6 ACA exchange reforms suggested by AHA
In a letter to HHS Secretary Sylvia Burwell, the American Hospital Association suggested several possible changes to the Affordable Care Act’s health insurance exchanges, arguing “swift action” is needed to stabilize the markets.
With major insurers like UnitedHealth, Humana and Aetna scaling back their participation in the exchanges, marketplace customers in nearly 36 percent of market rating regions in the U.S. will be limited to a single insurer’s plans for 2017. AHA President and CEO Richard Pollack blamed the “significant losses” which led insurers to scale back on “inaccurate assumptions about the needs of the newly enrolled in the first years of the marketplaces” and state regulators’ reluctance to “allow insurers to raise rates.”
“In order to stabilize the marketplaces, we must focus on getting plan pricing right and balancing the risk pool by enrolling healthier individuals,” Pollack said. “While the states play a significant role in approving rates, the administration should use its levers to improve the risk pools and better adjust reimbursement based on enrollee risk.”
To achieve those goals, Pollack proposed six actions:
- Further restrictions on special enrollment periods (SEPs). While CMS has already proposed greater restrictions on customers buying coverage outside of open enrollment periods, like requiring documentation on eligibility, Pollack suggested both a “pre-approval” process and making enrollment effective on the date of application. He said this would cut down on people using SEPs to delay coverage until they need health care services.
- Use prescription drug and partial year enrollment data in determining risk-adjustment payments.

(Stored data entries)
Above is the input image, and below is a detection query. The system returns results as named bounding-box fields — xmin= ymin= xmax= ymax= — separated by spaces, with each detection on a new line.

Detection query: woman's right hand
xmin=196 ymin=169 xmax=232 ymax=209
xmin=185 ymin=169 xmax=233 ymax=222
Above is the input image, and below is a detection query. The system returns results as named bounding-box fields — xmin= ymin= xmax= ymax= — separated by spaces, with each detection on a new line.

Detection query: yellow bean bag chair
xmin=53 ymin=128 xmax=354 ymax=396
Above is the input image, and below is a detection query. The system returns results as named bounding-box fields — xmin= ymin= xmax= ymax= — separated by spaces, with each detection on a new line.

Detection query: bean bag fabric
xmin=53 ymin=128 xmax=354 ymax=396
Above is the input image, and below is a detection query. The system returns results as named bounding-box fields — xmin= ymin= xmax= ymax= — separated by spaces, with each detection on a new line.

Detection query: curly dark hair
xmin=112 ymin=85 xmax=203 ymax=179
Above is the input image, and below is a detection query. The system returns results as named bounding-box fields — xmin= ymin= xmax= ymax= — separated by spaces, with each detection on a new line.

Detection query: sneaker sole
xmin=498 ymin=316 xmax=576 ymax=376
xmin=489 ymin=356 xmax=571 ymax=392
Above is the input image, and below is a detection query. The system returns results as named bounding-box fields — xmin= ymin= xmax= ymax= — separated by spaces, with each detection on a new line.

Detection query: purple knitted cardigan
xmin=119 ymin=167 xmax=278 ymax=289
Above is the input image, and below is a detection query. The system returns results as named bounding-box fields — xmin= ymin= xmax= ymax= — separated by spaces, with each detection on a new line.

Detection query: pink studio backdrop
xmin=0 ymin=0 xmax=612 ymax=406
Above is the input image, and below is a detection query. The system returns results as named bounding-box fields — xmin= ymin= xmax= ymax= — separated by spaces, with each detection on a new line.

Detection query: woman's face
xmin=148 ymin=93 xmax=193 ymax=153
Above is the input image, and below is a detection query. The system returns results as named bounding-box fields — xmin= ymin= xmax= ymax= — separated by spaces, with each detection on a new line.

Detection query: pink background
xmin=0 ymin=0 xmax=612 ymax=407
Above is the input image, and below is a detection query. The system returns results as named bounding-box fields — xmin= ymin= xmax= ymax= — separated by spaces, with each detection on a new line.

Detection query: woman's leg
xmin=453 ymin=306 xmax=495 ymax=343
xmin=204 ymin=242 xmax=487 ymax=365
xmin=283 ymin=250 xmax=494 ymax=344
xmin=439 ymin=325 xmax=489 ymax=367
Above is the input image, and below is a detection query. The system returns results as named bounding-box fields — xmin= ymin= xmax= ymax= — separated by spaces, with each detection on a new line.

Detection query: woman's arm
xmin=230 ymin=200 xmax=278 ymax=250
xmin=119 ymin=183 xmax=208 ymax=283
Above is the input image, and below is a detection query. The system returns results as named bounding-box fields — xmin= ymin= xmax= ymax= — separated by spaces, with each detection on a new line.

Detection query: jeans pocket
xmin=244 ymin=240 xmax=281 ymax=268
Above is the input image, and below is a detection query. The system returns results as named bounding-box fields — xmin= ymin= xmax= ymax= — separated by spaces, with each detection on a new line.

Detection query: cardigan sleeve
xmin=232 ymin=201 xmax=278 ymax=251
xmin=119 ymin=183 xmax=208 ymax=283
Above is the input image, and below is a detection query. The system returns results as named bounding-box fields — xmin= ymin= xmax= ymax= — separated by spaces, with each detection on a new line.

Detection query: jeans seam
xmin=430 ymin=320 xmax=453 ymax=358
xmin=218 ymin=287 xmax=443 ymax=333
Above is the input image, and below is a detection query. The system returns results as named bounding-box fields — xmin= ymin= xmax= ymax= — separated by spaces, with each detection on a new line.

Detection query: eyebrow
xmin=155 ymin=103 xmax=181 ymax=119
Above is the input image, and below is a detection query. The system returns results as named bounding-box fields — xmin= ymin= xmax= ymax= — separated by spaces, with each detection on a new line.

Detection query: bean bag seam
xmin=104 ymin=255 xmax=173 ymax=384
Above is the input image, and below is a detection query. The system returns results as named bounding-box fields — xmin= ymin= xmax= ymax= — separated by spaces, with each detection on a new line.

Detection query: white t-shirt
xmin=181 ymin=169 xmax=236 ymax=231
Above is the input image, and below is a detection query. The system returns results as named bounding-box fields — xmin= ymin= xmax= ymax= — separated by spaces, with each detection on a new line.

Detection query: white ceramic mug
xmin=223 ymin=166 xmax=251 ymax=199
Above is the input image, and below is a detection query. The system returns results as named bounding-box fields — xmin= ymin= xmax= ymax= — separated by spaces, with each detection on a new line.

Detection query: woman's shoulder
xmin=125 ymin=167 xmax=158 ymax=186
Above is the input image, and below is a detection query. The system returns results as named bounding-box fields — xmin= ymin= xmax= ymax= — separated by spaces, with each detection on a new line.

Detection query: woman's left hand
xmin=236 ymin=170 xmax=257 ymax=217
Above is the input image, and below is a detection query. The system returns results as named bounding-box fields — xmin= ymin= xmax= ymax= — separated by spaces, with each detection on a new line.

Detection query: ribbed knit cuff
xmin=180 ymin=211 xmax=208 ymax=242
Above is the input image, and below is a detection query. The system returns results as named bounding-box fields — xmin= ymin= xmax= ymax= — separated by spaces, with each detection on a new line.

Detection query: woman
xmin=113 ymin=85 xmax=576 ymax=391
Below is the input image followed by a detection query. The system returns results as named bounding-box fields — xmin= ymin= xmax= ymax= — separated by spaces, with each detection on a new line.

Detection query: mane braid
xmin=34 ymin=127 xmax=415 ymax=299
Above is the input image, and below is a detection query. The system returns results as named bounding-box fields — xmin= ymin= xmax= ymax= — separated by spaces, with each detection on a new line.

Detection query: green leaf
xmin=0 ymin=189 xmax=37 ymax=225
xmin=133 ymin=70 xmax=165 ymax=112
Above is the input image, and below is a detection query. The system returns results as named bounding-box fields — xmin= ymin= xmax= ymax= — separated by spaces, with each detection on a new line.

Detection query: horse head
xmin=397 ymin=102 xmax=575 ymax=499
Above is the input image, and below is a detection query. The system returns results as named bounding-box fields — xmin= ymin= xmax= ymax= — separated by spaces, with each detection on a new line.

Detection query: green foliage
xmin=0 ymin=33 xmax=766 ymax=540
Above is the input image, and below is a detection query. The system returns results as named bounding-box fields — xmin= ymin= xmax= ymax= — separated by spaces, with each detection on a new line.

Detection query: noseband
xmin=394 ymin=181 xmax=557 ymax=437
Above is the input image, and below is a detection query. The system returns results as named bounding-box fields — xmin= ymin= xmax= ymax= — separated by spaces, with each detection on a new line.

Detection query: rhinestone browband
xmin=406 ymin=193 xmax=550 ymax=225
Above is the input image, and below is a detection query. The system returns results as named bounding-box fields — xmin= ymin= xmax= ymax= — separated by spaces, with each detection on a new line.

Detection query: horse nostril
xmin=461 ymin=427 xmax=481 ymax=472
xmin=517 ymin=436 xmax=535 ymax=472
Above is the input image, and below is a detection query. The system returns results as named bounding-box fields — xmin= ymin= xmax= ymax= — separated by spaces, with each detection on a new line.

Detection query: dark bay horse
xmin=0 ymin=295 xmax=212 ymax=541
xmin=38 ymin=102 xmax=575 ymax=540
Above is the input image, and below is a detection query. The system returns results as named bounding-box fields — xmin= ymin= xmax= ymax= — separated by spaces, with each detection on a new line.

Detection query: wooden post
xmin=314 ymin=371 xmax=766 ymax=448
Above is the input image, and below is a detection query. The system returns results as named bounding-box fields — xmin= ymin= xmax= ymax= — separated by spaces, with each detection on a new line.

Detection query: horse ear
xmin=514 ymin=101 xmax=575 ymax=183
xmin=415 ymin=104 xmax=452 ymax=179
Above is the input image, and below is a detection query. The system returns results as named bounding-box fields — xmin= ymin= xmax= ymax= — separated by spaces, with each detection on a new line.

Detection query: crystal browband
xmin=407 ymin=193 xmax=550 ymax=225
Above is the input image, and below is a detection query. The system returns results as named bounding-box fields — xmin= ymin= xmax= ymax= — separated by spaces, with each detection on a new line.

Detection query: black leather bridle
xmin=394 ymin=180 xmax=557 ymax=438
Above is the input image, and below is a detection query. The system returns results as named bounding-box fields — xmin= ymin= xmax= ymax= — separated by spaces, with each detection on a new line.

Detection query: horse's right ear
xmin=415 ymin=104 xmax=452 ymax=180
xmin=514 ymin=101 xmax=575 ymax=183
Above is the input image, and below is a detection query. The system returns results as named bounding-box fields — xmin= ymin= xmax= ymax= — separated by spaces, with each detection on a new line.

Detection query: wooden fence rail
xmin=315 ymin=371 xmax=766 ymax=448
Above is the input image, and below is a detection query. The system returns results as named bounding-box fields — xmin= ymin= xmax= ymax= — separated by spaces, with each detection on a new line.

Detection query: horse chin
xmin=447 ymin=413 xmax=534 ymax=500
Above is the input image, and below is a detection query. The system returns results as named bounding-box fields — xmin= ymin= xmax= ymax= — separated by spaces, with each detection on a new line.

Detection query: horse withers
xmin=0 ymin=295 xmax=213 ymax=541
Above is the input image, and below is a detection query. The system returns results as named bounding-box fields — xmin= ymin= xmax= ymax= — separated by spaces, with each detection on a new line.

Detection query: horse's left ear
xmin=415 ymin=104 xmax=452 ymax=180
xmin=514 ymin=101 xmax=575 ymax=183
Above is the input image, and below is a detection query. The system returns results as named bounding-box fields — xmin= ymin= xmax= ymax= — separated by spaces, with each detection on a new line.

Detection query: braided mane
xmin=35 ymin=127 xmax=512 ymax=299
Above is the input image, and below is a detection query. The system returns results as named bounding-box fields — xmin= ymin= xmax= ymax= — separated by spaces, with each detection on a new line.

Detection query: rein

### TASK REQUIREMENTS:
Continue the article on the AHA's suggested ACA exchange reforms from the point where it stops.

### RESPONSE TO THIS EXERCISE:
- Loosen restrictions on third-party payment of premiums. CMS had recently attacked the practice of customers’ premiums being paid by third-party groups as an attempt by some to steer eligible consumers away from Medicare and Medicaid to boost hospital reimbursement. Pollack said third-party payments should be allowed for people not eligible for those programs, provided the subsidies are based on financial need and cover an entire plan year.
- Improve risk pool through youth outreach. Pollack said “younger, Hispanic adults” should be a special focus for HHS, which in June had outlined its plans to attract younger, healthier people to the exchanges.
- Support “state-level solutions.” Pollack mentioned Alaska’s state-run reinsurance program as one example which he said helped stabilize a troubled insurance exchange.
- Work with state insurance regulators to “promote fair and stable plan pricing.” Pollack said double-digit increases in premiums—with some states approving average hikes of up to 62 percent—may be a “one-time correction” to make up for underpricing plans in 2014 and 2015. Resisting those big hikes would only continue the cycle, according to Pollack, but he encouraged CMS to help states better evaluate rate requests by making plans’ financial reporting more consistent.